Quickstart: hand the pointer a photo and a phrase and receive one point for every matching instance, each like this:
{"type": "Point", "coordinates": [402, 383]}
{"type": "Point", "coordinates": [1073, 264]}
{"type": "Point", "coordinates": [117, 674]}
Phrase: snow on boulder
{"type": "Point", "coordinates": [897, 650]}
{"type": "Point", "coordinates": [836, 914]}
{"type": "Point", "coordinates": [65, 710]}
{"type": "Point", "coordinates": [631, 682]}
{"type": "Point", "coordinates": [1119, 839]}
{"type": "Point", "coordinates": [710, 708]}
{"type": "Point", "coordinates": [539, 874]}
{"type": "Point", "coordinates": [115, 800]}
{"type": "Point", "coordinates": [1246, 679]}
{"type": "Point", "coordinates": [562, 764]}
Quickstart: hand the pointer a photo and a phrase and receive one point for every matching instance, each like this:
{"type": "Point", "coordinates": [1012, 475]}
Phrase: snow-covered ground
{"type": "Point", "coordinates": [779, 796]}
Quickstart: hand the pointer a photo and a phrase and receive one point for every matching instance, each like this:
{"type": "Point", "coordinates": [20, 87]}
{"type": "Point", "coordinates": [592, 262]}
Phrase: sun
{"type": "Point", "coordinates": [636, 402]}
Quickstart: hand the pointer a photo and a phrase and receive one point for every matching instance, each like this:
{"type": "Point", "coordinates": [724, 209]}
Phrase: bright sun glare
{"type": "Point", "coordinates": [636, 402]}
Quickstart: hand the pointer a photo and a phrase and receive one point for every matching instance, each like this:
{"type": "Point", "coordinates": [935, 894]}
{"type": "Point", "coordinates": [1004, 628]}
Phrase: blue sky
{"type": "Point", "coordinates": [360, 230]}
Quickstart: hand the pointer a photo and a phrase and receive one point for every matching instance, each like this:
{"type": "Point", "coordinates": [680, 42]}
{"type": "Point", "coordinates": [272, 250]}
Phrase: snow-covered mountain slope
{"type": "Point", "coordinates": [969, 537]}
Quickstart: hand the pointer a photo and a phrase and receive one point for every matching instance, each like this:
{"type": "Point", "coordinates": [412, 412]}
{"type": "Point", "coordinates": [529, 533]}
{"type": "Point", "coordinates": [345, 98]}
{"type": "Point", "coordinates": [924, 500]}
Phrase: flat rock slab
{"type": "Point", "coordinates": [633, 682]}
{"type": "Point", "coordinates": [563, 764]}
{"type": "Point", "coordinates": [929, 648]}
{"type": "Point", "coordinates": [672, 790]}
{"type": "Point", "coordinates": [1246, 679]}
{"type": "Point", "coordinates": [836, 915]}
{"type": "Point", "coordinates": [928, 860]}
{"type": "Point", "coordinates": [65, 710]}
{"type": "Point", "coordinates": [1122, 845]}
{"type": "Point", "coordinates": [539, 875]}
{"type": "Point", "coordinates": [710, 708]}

> _OBJECTIVE_: Repeat the data precisely, line by line.

> _FULL ANSWER_:
Quickstart: hand the pointer a photo and a phrase and receive one point for every matching instance, each like this:
{"type": "Point", "coordinates": [402, 383]}
{"type": "Point", "coordinates": [1073, 264]}
{"type": "Point", "coordinates": [117, 674]}
Phrase: snow on boulder
{"type": "Point", "coordinates": [897, 650]}
{"type": "Point", "coordinates": [836, 914]}
{"type": "Point", "coordinates": [65, 710]}
{"type": "Point", "coordinates": [631, 682]}
{"type": "Point", "coordinates": [1119, 839]}
{"type": "Point", "coordinates": [710, 708]}
{"type": "Point", "coordinates": [539, 874]}
{"type": "Point", "coordinates": [115, 800]}
{"type": "Point", "coordinates": [1246, 679]}
{"type": "Point", "coordinates": [562, 764]}
Quickstart: hand the pointer a photo and a phrase and receive one point for every matching instance, each like this:
{"type": "Point", "coordinates": [1012, 475]}
Phrase: snow-covered ground
{"type": "Point", "coordinates": [779, 796]}
Quickstart: hand the pointer a photo and a phrase and receive one point for every matching instance, each like this:
{"type": "Point", "coordinates": [20, 87]}
{"type": "Point", "coordinates": [592, 262]}
Phrase: sun
{"type": "Point", "coordinates": [636, 402]}
Quickstart: hand the pointer a photo and a phrase and receive one point for every matching instance, each like this:
{"type": "Point", "coordinates": [724, 209]}
Phrase: bright sun glare
{"type": "Point", "coordinates": [636, 402]}
Quickstart: hand the pointer a photo and a phrase and receive one point for every matching instance, each like this:
{"type": "Point", "coordinates": [935, 894]}
{"type": "Point", "coordinates": [1004, 628]}
Phrase: blue sky
{"type": "Point", "coordinates": [360, 230]}
Quickstart: hand the pointer a photo and a phrase and receive one point for every matching instance, each like this:
{"type": "Point", "coordinates": [680, 42]}
{"type": "Point", "coordinates": [272, 250]}
Phrase: snow-covered mountain slope
{"type": "Point", "coordinates": [969, 537]}
Quickstart: hand the pointer a photo and a phrase and receive one point for every matching instance, each like this:
{"type": "Point", "coordinates": [412, 412]}
{"type": "Point", "coordinates": [529, 533]}
{"type": "Point", "coordinates": [345, 98]}
{"type": "Point", "coordinates": [924, 500]}
Phrase: flat rock slab
{"type": "Point", "coordinates": [633, 682]}
{"type": "Point", "coordinates": [563, 764]}
{"type": "Point", "coordinates": [929, 648]}
{"type": "Point", "coordinates": [672, 790]}
{"type": "Point", "coordinates": [1246, 679]}
{"type": "Point", "coordinates": [836, 915]}
{"type": "Point", "coordinates": [928, 860]}
{"type": "Point", "coordinates": [65, 710]}
{"type": "Point", "coordinates": [1122, 845]}
{"type": "Point", "coordinates": [539, 875]}
{"type": "Point", "coordinates": [710, 708]}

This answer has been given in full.